Work required —
Retype, without any change, the part of the passage on the women's summit that opens with the words containing "The three-day summit, now" and closes with "Islamist rebels there.".

The three-day summit, now in its third year, is organized by Tina Brown, editor in chief of Newsweek and The Daily Beast. Besides Streep and Clinton, feminist icon Gloria Steinem and former secretary of state Madeleine Albright, Brown harnessed the star power of Angelina Jolie, who came to read the words of Dr. Hawa Abdi, a Somali humanitarian facing danger from Islamist rebels there.

Also given star treatment was International Monetary Fund chief Christine Lagarde, who delighted the delegates at dinner Thursday when she suggested that the financial crisis might have been averted, or at least been much less serious, if more women had been at the helm of financial institutions.

“If Lehman Brothers had been a bit more Lehman Sisters … we would not have had the degree of tragedy that we had as a result of what happened,” Lagarde said.

She added that recent studies have shown “what the level of testosterone in a given room can produce when you do trading.”

Many global problems were addressed by the dozens of panels attended by some 2,000 delegates each day. But a constant undercurrent was an issue at home: the debate in Washington over women’s reproductive health care.

Entries provided —
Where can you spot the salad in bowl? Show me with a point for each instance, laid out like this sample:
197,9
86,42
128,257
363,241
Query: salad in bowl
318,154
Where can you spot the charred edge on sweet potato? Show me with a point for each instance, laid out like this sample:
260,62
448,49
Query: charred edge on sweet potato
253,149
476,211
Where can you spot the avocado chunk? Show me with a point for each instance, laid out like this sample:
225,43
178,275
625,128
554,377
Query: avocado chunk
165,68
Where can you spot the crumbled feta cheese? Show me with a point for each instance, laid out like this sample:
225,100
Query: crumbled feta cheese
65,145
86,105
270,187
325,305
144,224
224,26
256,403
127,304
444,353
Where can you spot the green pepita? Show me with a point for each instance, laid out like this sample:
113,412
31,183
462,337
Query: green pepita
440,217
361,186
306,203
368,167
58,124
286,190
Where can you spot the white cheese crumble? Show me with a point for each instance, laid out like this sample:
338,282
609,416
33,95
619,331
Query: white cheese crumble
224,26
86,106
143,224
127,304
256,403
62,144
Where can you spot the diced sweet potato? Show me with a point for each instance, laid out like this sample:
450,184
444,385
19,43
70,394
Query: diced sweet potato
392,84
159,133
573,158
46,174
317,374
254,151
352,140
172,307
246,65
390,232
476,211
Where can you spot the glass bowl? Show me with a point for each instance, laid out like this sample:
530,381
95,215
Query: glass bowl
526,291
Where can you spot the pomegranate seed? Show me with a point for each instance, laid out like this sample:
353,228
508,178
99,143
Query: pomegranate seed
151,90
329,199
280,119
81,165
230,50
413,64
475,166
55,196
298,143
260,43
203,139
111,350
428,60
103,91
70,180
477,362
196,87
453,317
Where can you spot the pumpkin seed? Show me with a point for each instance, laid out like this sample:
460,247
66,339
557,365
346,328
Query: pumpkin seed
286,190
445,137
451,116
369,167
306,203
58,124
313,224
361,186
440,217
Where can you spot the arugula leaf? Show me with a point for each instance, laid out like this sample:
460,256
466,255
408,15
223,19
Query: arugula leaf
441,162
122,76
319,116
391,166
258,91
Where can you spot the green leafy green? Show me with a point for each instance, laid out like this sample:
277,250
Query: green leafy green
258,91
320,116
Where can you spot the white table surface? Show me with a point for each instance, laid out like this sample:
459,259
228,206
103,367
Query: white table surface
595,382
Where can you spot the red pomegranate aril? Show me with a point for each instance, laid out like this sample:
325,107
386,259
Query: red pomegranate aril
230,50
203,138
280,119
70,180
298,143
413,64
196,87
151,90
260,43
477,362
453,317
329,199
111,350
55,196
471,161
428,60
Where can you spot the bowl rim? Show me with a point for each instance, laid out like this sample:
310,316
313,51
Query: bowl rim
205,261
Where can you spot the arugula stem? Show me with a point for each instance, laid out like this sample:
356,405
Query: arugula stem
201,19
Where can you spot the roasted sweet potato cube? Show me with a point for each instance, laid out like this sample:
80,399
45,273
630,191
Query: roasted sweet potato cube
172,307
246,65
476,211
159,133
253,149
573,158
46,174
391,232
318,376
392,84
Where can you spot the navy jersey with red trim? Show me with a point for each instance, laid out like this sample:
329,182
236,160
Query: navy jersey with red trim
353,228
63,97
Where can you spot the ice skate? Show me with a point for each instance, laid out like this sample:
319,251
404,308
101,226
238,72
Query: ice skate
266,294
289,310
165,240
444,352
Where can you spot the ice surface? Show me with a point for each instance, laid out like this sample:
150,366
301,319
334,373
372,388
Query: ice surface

Answer to the exercise —
The three-day summit, now in its third year, is organized by Tina Brown, editor in chief of Newsweek and The Daily Beast. Besides Streep and Clinton, feminist icon Gloria Steinem and former secretary of state Madeleine Albright, Brown harnessed the star power of Angelina Jolie, who came to read the words of Dr. Hawa Abdi, a Somali humanitarian facing danger from Islamist rebels there.